Referring expression data>
_ _ _

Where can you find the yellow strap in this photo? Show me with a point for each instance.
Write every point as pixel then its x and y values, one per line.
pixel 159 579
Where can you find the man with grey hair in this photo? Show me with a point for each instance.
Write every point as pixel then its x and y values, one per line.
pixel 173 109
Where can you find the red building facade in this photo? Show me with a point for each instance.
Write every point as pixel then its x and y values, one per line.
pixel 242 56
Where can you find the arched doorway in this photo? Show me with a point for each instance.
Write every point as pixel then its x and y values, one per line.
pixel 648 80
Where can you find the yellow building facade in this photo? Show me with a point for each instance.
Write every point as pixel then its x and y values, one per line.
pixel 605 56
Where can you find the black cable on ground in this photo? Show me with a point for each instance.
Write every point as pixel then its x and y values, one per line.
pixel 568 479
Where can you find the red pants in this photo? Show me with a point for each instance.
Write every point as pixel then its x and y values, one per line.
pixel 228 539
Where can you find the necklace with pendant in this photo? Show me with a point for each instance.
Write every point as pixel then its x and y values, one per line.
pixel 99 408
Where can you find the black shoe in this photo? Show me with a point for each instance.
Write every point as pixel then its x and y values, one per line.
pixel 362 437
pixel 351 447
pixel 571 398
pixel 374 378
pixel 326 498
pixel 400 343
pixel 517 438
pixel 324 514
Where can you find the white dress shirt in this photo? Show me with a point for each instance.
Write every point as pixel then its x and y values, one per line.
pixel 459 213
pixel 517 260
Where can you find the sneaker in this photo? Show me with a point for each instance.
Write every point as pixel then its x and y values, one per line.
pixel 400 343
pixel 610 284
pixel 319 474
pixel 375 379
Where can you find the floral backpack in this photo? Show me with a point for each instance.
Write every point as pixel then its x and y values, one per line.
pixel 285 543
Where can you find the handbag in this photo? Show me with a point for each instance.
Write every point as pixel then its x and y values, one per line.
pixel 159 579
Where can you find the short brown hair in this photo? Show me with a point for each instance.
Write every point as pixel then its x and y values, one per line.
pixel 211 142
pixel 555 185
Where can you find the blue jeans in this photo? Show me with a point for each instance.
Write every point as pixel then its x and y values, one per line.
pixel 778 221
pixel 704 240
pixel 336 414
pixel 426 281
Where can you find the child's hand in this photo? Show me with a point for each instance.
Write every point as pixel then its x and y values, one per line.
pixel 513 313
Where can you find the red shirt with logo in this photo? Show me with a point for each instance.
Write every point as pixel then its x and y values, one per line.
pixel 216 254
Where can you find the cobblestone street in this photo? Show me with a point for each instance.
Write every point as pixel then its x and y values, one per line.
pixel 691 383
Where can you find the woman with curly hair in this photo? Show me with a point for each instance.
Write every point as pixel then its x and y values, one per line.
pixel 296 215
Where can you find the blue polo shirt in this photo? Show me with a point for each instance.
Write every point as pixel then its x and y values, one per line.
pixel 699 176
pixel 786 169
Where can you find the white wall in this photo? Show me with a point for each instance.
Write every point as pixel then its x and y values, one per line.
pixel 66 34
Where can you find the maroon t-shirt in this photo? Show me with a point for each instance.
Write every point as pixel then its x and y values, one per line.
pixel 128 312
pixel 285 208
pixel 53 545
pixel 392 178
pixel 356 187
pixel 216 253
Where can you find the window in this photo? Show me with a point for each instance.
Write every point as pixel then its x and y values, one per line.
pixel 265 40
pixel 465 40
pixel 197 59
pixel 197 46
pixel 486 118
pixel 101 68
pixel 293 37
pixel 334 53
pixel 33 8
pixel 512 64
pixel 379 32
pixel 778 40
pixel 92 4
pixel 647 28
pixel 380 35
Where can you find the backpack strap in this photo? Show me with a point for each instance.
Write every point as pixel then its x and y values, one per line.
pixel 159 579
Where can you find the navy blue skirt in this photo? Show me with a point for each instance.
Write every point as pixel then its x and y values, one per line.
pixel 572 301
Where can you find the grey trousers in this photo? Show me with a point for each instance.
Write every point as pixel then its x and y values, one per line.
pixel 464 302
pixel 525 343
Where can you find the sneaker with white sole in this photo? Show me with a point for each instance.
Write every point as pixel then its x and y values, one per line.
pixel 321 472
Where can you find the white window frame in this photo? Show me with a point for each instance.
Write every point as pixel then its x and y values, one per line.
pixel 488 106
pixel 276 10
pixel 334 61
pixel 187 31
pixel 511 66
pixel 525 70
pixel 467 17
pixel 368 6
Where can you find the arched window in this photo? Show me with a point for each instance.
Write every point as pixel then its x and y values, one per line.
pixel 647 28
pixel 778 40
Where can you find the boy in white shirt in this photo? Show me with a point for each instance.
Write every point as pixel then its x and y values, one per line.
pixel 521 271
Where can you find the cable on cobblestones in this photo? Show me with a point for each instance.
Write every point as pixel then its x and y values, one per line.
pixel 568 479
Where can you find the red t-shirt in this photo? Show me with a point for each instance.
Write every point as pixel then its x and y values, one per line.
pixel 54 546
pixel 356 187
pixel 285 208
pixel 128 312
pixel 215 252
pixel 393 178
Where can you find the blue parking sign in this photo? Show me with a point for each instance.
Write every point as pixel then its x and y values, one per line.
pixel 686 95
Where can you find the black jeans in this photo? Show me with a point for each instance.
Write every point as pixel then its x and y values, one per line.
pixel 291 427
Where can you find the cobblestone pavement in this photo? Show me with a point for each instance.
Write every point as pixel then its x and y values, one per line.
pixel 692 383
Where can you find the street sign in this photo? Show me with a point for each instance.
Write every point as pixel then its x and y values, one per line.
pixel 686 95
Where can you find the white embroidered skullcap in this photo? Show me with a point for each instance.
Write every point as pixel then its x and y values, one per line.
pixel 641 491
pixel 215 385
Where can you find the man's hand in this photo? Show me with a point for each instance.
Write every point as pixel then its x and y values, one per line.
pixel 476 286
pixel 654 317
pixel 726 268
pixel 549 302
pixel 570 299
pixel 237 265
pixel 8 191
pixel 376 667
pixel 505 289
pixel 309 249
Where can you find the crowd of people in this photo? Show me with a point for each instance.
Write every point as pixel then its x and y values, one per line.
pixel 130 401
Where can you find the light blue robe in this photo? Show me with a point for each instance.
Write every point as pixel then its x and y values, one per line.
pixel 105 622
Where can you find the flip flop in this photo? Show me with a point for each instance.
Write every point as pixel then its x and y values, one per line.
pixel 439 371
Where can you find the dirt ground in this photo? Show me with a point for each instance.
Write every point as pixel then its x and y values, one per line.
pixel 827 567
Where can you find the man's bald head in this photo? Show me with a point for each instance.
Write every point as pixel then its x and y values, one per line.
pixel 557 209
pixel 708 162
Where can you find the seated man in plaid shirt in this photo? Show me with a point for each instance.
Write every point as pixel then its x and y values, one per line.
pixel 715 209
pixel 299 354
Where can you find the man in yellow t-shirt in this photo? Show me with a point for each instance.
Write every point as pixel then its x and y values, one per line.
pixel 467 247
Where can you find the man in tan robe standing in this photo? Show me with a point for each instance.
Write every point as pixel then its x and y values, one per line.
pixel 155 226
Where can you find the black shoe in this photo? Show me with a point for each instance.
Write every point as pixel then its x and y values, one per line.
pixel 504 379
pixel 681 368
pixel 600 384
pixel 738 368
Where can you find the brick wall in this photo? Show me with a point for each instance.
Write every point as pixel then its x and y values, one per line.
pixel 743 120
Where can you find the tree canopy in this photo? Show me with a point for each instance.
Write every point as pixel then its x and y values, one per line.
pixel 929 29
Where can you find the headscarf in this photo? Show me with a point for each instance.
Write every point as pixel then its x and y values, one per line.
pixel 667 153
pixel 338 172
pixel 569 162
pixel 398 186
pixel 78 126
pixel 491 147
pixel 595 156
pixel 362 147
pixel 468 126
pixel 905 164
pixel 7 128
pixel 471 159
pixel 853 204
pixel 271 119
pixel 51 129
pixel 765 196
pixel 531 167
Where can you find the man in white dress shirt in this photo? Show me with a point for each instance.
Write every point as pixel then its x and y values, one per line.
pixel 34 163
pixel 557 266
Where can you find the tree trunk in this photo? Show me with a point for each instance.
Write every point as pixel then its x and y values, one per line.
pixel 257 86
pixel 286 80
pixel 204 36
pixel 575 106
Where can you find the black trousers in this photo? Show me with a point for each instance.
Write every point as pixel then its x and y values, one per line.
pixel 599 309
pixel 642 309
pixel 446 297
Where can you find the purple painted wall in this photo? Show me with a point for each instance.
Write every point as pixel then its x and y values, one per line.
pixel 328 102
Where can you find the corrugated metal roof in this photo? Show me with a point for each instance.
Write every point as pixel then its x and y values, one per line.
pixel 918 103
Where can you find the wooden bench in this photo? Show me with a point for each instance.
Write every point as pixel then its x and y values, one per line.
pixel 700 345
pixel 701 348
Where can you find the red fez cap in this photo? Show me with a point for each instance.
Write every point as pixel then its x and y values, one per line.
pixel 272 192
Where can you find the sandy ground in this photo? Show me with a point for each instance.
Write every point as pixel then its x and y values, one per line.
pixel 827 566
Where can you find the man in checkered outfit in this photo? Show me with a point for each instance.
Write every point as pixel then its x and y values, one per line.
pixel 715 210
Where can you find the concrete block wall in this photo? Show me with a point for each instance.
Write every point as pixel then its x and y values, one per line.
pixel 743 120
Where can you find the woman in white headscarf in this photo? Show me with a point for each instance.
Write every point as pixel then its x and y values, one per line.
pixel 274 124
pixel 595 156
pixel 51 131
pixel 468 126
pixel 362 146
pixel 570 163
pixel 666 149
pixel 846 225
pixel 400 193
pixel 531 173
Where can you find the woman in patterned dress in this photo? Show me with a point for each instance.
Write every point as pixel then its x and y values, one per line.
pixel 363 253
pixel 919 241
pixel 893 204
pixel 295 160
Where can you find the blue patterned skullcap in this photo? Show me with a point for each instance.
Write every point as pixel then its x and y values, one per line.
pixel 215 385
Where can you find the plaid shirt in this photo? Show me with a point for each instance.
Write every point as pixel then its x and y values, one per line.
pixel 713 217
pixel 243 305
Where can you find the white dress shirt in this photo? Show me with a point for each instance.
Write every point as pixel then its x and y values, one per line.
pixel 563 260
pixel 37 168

_ _ _

Exercise> Count the lines above that contain the word "building", and give only that number.

Exercise output> 2